_COMPLETE THE FOLLOWING:_
(a) From the text on public banking, copy out the passage from "Publicly-owned banks are" to "(March 13, 2008).".
(b) According to the text on public banking, by what year did the United States have the same private central banking system that England had?
(c) For each statement, say whether it agrees with the text on public banking, and quote the deciding words: (i) The Constitution says who can issue paper money. (ii) The British counterfeited the Revolutionary government's paper money on purpose as a war tactic. (iii) A system of national banks was once called "the American system."

_TEXT:_
• • • • • • •
Benjamin Franklin and others maintained that the chief reason for the American Revolution was that Parliament forbade the colonies from issuing their own money. Paper money issued by the Revolutionary government got the colonists through the Revolutionary War, but the British heavily counterfeited this money as a deliberate war tactic, and by the end of the war it had been inflated so much that it was nearly worthless. Fear of inflation led the Continental Congress to completely omit paper money from the Constitution, which does not say who can issue paper money or under what circumstances. The private banks filled the breach, and by 1913 the United States had the same private central banking system that England had.
Today, the pyramid scheme of lending 10 dollars and requiring 11 back has resulted in the very inflationary spiral the Founding Fathers feared. The money supply is inflated with more and more debt, shrinking the value of the dollars paid to workers and propelling larger and larger portions of the population into debt peonage. If the government were to issue its own money rather than borrowing from banks that issued it, and if this money were used to pay for real goods and services (roads and bridges, sustainable energy development, health services, and the like), demand and supply would remain in balance and inflation would not result. A government with a properly designed and monitored system of publicly-issued money could fund itself without taxes, inflation or debt.
Publicly-owned banks are also called "national" banks or "nationalized" banks – the very thing that threatens the private banking system in Ireland today. We have come full circle: a system of national banks is what used to be called "the American system." This may be what we actually need – a public banking system operating for the benefit of the public. The private European system of debt peonage has failed. On this 2008 St. Patrick's Day, we the modern-day Irish of all persuasions can raise a glass to the possibility of being freed from the debt peonage that has kept us wage-slaves for most of our national history.
1 "Irish Banks May Need Life-support as Property Prices Crash," www.telegraph.co.uk (March 13, 2008).
2 "Irish in America," www.essays.cc.
3 "Hazard Circular," 1862, quoted in Charles Lindburgh, Banking and Currency and the Money Trust (Washington D.C.: National Capital Press, 1913), page 102.
4 See Ellen Brown, "Dollar Deception: How Banks Secretly Create Money," www.webofdebt.com (July 3, 2007).
• • • • • • •
_ENTRIES SUPPLIED:_
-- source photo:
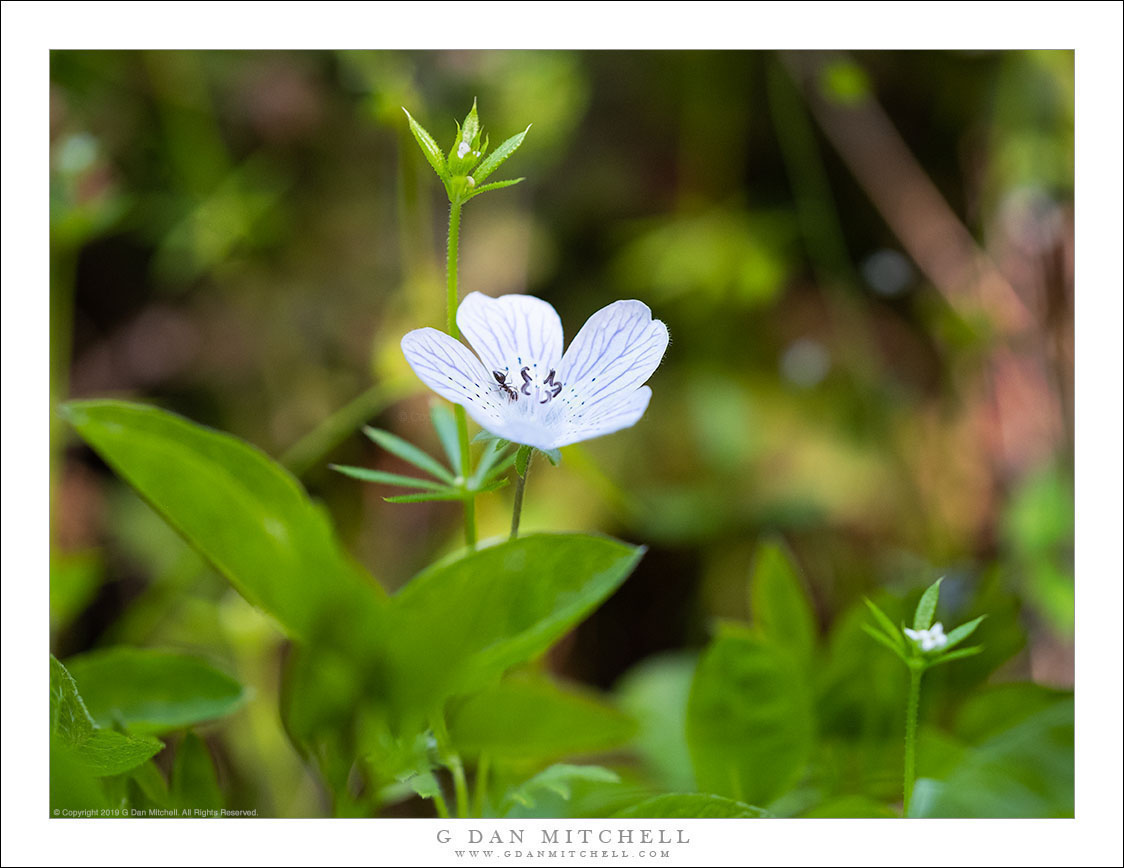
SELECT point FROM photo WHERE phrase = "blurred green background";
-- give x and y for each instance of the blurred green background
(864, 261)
• • • • • • •
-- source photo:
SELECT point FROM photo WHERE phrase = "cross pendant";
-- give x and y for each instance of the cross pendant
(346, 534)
• • • • • • •
_ACTIVITY ANSWERS:_
(a)
Publicly-owned banks are also called "national" banks or "nationalized" banks – the very thing that threatens the private banking system in Ireland today. We have come full circle: a system of national banks is what used to be called "the American system." This may be what we actually need – a public banking system operating for the benefit of the public. The private European system of debt peonage has failed. On this 2008 St. Patrick's Day, we the modern-day Irish of all persuasions can raise a glass to the possibility of being freed from the debt peonage that has kept us wage-slaves for most of our national history.
1 "Irish Banks May Need Life-support as Property Prices Crash," www.telegraph.co.uk (March 13, 2008).

(b) By 1913.

(c)
(i) No: "which does not say who can issue paper money or under what circumstances"
(ii) Yes: "the British heavily counterfeited this money as a deliberate war tactic"
(iii) Yes: "a system of national banks is what used to be called "the American system.""